● **Records supplied**:
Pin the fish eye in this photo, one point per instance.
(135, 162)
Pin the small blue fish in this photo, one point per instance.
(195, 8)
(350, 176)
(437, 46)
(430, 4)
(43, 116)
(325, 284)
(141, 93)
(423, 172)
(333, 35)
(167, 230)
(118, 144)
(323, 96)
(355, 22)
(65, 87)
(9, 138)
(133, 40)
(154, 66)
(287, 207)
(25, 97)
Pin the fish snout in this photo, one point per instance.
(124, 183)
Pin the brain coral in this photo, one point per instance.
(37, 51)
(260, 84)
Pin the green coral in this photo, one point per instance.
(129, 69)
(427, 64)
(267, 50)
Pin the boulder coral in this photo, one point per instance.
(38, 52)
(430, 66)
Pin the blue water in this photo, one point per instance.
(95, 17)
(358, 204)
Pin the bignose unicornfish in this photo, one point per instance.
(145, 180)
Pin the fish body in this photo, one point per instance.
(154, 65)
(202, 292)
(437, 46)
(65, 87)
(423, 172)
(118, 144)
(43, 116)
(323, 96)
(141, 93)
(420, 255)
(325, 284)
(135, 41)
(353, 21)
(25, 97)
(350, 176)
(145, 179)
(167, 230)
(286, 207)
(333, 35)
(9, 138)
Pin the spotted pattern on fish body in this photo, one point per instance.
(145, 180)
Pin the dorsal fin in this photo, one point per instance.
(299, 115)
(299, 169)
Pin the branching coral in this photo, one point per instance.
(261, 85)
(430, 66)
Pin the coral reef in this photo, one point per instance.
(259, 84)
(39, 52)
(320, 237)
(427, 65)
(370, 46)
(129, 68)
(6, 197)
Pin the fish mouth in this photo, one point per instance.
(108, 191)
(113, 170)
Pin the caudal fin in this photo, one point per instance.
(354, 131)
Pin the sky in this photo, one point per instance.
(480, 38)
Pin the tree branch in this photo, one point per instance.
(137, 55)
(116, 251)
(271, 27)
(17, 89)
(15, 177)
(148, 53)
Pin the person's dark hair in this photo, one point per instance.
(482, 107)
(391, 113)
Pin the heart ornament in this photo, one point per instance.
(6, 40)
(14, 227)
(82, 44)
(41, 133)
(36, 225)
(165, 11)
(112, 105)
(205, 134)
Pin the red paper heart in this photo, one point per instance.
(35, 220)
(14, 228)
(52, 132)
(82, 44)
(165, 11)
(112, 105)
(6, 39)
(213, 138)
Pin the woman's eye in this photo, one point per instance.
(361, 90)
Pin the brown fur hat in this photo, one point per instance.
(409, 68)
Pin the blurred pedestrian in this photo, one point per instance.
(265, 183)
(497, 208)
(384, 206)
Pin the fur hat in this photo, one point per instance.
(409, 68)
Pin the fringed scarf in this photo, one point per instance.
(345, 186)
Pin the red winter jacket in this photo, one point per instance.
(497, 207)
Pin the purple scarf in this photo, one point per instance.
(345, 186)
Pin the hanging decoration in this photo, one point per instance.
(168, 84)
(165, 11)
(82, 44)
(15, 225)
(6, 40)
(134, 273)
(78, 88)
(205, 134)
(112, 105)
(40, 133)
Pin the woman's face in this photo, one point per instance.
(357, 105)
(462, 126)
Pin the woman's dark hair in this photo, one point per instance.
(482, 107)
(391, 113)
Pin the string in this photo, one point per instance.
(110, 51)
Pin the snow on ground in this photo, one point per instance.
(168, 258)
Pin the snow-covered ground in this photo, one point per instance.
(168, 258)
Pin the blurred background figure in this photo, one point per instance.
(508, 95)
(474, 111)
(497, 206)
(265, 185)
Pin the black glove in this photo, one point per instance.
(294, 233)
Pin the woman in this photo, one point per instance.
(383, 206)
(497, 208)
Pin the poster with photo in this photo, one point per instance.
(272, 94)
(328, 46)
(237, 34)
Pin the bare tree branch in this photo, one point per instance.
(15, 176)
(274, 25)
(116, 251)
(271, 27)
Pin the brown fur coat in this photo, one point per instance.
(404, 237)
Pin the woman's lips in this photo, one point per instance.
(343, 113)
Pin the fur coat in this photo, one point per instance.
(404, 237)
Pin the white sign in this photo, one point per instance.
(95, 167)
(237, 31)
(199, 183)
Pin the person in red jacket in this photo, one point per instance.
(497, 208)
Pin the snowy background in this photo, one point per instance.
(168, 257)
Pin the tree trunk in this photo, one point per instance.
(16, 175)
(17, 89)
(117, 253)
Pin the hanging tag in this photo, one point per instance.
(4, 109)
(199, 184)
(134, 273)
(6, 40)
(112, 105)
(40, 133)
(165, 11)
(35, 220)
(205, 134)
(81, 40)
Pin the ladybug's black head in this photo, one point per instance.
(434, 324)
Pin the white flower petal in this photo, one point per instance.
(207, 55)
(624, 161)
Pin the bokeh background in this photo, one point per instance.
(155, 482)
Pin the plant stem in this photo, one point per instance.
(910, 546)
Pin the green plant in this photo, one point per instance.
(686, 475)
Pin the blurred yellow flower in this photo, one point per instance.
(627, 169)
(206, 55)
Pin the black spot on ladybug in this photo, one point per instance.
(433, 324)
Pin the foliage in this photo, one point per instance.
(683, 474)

● **Your goal**: Please reproduce all of the entries exactly as they stand.

● **Exercise output**:
Pin the fish eye in this photo, one point per instance.
(135, 162)
Pin the small blue fish in this photo, one point per instance.
(195, 8)
(350, 176)
(437, 46)
(430, 4)
(43, 116)
(325, 284)
(141, 93)
(423, 172)
(333, 35)
(167, 230)
(118, 144)
(323, 96)
(355, 22)
(65, 87)
(9, 138)
(133, 40)
(154, 66)
(287, 207)
(25, 97)
Pin the fish snout in this photo, one point per instance.
(124, 183)
Pin the brain coral in this photo, one point per instance.
(37, 51)
(260, 84)
Pin the green coral in this photo, one point per instance.
(129, 69)
(427, 64)
(267, 50)
Pin the boulder coral in this photo, one point per instance.
(38, 52)
(430, 66)
Pin the blue water in this photo, one point per instance.
(95, 17)
(358, 204)
Pin the bignose unicornfish in this photo, one point per instance.
(145, 180)
Pin the fish body in this photo, one point per instance.
(154, 65)
(202, 292)
(437, 46)
(65, 87)
(423, 172)
(118, 144)
(43, 116)
(323, 96)
(141, 93)
(420, 255)
(325, 284)
(135, 41)
(353, 21)
(25, 97)
(350, 176)
(145, 179)
(167, 230)
(286, 207)
(333, 35)
(9, 138)
Pin the spotted pattern on fish body in this photo, one point per instance.
(145, 180)
Pin the dorsal fin in this photo, one point per instance.
(299, 115)
(299, 169)
Pin the branching coral in this photo, one point per instance.
(261, 85)
(430, 66)
Pin the coral reef in this photo, one point per instance.
(259, 84)
(39, 52)
(320, 237)
(427, 65)
(370, 46)
(129, 68)
(6, 197)
Pin the fish mouth in this photo, one point per instance.
(108, 191)
(113, 170)
Pin the caudal fin in this photo, one point per instance.
(354, 131)
Pin the sky in this photo, one point per instance.
(480, 38)
Pin the tree branch in this photo, one point per instance.
(137, 55)
(116, 251)
(271, 27)
(17, 89)
(15, 177)
(148, 53)
Pin the person's dark hair in this photo, one point per instance.
(482, 107)
(391, 113)
Pin the heart ornament in this photo, one point per instance.
(6, 40)
(14, 227)
(82, 44)
(41, 133)
(36, 225)
(165, 11)
(112, 105)
(205, 134)
Pin the red paper heart in this photo, one point per instance.
(35, 220)
(14, 228)
(52, 132)
(82, 44)
(165, 11)
(112, 105)
(6, 39)
(213, 138)
Pin the woman's eye in this photo, one point per instance.
(361, 90)
Pin the brown fur hat in this photo, one point per instance.
(409, 68)
Pin the blurred pedestrian in this photo, one point per instance.
(265, 183)
(497, 208)
(384, 206)
Pin the fur hat in this photo, one point per instance.
(409, 68)
Pin the fringed scarf in this photo, one point per instance.
(345, 186)
Pin the red winter jacket in this photo, one point per instance.
(497, 207)
Pin the purple scarf in this photo, one point per instance.
(345, 186)
Pin the hanging decoration in this photo, one point per instance.
(168, 84)
(165, 11)
(82, 44)
(15, 225)
(6, 40)
(134, 273)
(78, 88)
(205, 134)
(112, 105)
(40, 133)
Pin the woman's face in this photo, one point per instance.
(357, 105)
(462, 126)
Pin the woman's dark hair in this photo, one point per instance.
(482, 107)
(391, 113)
Pin the string in this photo, one point per instance.
(110, 51)
Pin the snow on ground in this photo, one point per instance.
(168, 258)
Pin the snow-covered ground in this photo, one point per instance.
(168, 258)
Pin the blurred background figure in this photo, one point per instance.
(508, 95)
(474, 111)
(497, 206)
(265, 185)
Pin the black glove in this photo, one point per instance.
(294, 233)
Pin the woman in this photo, one point per instance.
(383, 206)
(497, 208)
Pin the poster with photo in this photo, one point per instance.
(272, 94)
(328, 46)
(237, 34)
Pin the bare tree branch in this photo, one point per instance.
(15, 176)
(274, 25)
(116, 251)
(271, 27)
Pin the brown fur coat in this photo, one point per instance.
(404, 237)
Pin the woman's lips in this photo, one point per instance.
(343, 113)
Pin the fur coat in this photo, one point per instance.
(404, 237)
Pin the white sign in this photo, one point per instance.
(95, 167)
(237, 31)
(199, 183)
Pin the person in red jacket in this photo, one point per instance.
(497, 208)
Pin the snowy background in this photo, one point per instance.
(168, 257)
Pin the tree trunk in this photo, one point per instance.
(16, 175)
(17, 89)
(117, 253)
Pin the hanging tag in this photo, one point per instance.
(4, 109)
(199, 184)
(134, 273)
(6, 40)
(112, 105)
(40, 133)
(165, 11)
(35, 220)
(205, 134)
(81, 40)
Pin the ladybug's black head in this photo, one point per instance.
(434, 324)
Pin the white flower petal in this photo, one point per instance.
(207, 55)
(624, 161)
Pin the bokeh background in this photo, one point per instance.
(155, 482)
Pin the plant stem in this photo, one point per instance.
(910, 546)
Pin the green plant in this photo, one point per instance.
(686, 475)
Pin the blurred yellow flower in this photo, one point per instance.
(627, 169)
(206, 55)
Pin the black spot on ladybug in this photo, one point per instance.
(433, 324)
Pin the foliage in this photo, one point per instance.
(683, 474)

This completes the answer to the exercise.